SOURCE PASSAGE —
------------------------------------------------

Statistical Early Stopping for Reasoning Models
This work addresses efficiency and reliability issues in LLM reasoning for users dealing with ambiguous or ill-posed queries, representing an incremental improvement over existing methods.
The paper tackles the problem of large language models (LLMs) overthinking by generating unnecessary reasoning steps, especially under uncertainty, and introduces statistically principled early stopping methods to mitigate this. The results show that uncertainty-aware early stopping improves efficiency and reliability in LLM reasoning, with significant gains observed for math reasoning tasks.

------------------------------------------------

[Source records]
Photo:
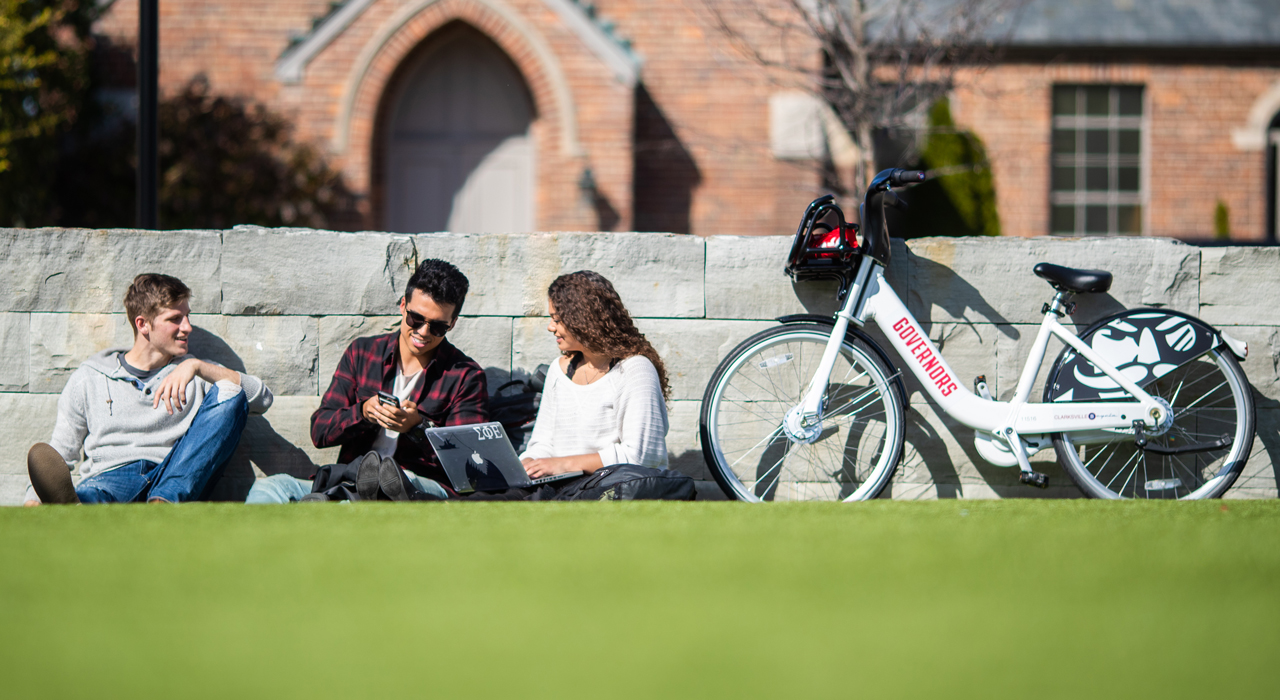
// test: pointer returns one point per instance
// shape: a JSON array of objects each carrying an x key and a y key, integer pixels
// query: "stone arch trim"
[
  {"x": 396, "y": 40},
  {"x": 1253, "y": 135}
]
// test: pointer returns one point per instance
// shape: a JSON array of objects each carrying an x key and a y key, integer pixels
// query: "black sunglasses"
[{"x": 435, "y": 328}]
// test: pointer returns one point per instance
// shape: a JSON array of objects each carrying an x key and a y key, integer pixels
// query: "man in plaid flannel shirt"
[{"x": 434, "y": 383}]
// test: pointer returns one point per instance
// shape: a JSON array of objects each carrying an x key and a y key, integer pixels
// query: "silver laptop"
[{"x": 479, "y": 457}]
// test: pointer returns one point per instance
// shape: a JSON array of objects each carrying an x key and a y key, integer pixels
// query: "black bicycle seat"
[{"x": 1069, "y": 279}]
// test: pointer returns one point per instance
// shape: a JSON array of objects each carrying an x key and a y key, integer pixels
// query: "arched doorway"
[{"x": 458, "y": 154}]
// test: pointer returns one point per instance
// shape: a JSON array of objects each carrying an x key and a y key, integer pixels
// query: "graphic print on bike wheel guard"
[{"x": 1142, "y": 344}]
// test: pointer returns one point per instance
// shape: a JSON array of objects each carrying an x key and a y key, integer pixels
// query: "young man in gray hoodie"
[{"x": 156, "y": 425}]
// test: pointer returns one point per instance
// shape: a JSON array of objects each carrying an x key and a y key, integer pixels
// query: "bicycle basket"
[{"x": 826, "y": 246}]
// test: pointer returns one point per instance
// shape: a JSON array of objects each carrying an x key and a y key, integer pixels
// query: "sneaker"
[
  {"x": 393, "y": 481},
  {"x": 366, "y": 476},
  {"x": 50, "y": 476}
]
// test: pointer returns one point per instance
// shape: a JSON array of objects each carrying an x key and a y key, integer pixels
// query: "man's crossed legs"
[{"x": 184, "y": 475}]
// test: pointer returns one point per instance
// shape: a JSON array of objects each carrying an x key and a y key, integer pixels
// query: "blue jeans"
[
  {"x": 282, "y": 488},
  {"x": 186, "y": 472}
]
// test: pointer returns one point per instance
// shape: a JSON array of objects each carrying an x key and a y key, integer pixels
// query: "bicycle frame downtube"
[{"x": 812, "y": 402}]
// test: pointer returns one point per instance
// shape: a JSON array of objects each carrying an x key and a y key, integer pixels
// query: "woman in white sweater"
[{"x": 603, "y": 402}]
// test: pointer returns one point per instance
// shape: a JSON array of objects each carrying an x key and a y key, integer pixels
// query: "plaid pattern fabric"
[{"x": 453, "y": 393}]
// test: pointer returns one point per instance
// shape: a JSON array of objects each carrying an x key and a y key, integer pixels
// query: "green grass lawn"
[{"x": 944, "y": 599}]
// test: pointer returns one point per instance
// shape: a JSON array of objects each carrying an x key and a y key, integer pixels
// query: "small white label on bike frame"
[
  {"x": 776, "y": 361},
  {"x": 1162, "y": 484}
]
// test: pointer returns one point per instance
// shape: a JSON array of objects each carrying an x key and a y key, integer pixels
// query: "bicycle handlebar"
[
  {"x": 899, "y": 177},
  {"x": 874, "y": 229}
]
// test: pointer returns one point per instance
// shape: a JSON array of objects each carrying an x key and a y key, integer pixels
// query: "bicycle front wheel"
[
  {"x": 1211, "y": 401},
  {"x": 750, "y": 452}
]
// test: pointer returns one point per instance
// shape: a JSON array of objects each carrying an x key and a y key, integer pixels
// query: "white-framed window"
[{"x": 1097, "y": 184}]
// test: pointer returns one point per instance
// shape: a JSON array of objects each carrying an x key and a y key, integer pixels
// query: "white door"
[{"x": 458, "y": 152}]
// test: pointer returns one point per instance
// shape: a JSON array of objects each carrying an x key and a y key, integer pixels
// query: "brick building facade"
[{"x": 641, "y": 115}]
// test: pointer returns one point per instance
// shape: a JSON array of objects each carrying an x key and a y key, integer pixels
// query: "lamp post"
[{"x": 149, "y": 132}]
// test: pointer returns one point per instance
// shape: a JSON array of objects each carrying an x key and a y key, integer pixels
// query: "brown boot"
[{"x": 50, "y": 476}]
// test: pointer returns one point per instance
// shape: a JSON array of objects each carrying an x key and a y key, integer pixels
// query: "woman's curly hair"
[{"x": 592, "y": 310}]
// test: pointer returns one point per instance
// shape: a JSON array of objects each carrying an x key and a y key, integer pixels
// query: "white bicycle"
[{"x": 1146, "y": 403}]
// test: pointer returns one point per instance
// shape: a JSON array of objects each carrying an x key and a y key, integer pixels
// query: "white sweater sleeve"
[{"x": 641, "y": 417}]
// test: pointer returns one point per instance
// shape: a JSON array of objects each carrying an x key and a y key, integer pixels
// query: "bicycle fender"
[
  {"x": 859, "y": 334},
  {"x": 1143, "y": 343}
]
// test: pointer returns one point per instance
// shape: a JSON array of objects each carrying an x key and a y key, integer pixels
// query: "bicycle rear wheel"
[
  {"x": 1211, "y": 399},
  {"x": 752, "y": 454}
]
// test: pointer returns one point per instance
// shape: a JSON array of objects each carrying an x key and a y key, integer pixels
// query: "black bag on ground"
[
  {"x": 337, "y": 481},
  {"x": 515, "y": 406},
  {"x": 622, "y": 483}
]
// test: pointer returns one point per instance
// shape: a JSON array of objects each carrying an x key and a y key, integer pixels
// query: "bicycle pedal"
[
  {"x": 1034, "y": 479},
  {"x": 979, "y": 387}
]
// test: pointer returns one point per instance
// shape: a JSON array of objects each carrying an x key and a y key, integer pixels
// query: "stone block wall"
[{"x": 283, "y": 303}]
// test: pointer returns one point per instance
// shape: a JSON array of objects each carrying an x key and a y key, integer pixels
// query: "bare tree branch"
[{"x": 877, "y": 63}]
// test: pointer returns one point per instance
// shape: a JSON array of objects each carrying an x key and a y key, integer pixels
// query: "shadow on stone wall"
[
  {"x": 1269, "y": 433},
  {"x": 260, "y": 444}
]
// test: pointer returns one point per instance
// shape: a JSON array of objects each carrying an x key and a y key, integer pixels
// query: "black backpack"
[
  {"x": 622, "y": 483},
  {"x": 515, "y": 406}
]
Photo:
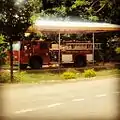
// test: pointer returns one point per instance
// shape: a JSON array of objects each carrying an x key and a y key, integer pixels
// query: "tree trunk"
[{"x": 11, "y": 61}]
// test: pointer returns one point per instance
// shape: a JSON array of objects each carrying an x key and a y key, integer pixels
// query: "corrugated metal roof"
[{"x": 72, "y": 27}]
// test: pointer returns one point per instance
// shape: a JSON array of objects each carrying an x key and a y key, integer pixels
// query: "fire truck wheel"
[
  {"x": 36, "y": 63},
  {"x": 23, "y": 66},
  {"x": 80, "y": 61}
]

------------------------------------------------

PROMPT 1 —
In the passage on early stopping for reasoning models, for which kind of tasks were significant gains observed?
PROMPT 2 —
Resume the passage on early stopping for reasoning models, picking up after its final sentence.

RESULT 1 —
Math reasoning tasks.

RESULT 2 —
While LLMs have seen substantial improvement in reasoning capabilities, they also sometimes overthink, generating unnecessary reasoning steps, particularly under uncertainty, given ill-posed or ambiguous queries. We introduce statistically principled early stopping methods that monitor uncertainty signals during generation to mitigate this issue. Our first approach is parametric: it models inter-arrival times of uncertainty keywords as a renewal process and applies sequential testing for stopping. Our second approach is nonparametric and provides finite-sample guarantees on the probability of halting too early on well-posed queries. We conduct empirical evaluations on reasoning tasks across several domains and models. Our results indicate that uncertainty-aware early stopping can improve both efficiency and reliability in LLM reasoning, and we observe especially significant gains for math reasoning.